THE REQUEST >> Copy out the entries from the very first line through the line containing "x=183, y=59", switching "railway track" to "railroad track" and leaving everything else as it is.

EXTRACTED INFORMATION >>
◆ ◆ ◆ ◆ ◆
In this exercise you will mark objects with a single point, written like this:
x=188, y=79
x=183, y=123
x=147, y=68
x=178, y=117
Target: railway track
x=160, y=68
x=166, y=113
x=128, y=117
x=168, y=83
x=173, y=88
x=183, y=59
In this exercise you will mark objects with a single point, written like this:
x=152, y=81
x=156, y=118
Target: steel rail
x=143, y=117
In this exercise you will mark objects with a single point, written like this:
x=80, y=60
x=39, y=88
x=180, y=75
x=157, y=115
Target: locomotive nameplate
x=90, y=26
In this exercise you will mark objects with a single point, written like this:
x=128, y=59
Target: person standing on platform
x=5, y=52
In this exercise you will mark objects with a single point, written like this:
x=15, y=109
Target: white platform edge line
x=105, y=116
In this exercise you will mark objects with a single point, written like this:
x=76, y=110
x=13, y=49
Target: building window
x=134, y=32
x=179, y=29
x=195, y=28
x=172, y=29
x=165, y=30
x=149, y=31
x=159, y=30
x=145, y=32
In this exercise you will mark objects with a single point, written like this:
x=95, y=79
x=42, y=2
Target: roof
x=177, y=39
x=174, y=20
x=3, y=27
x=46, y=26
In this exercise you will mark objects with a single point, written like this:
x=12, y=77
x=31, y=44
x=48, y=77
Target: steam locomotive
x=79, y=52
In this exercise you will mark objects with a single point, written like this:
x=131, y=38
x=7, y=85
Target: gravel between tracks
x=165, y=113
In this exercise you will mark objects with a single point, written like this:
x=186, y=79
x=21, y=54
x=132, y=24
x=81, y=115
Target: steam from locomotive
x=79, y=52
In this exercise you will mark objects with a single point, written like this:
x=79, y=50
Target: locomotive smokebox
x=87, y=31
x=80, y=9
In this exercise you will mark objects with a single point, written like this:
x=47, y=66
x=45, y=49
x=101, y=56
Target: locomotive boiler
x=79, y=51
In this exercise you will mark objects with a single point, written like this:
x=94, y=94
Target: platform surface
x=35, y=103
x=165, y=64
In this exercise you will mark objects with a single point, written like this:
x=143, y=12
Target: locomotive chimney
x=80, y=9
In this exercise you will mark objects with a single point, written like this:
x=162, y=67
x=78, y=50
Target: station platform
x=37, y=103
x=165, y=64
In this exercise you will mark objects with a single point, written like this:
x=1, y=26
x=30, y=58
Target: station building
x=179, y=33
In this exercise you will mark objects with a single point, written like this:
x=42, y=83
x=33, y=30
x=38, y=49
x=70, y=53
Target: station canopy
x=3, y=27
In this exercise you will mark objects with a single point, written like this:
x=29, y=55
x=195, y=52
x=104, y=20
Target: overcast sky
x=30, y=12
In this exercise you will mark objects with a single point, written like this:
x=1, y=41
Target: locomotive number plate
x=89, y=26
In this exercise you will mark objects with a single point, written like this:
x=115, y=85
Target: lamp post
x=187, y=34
◆ ◆ ◆ ◆ ◆
EXERCISE SOLUTION >>
In this exercise you will mark objects with a single point, written like this:
x=188, y=79
x=183, y=123
x=147, y=68
x=178, y=117
Target: railroad track
x=160, y=68
x=166, y=113
x=128, y=117
x=168, y=83
x=173, y=88
x=183, y=59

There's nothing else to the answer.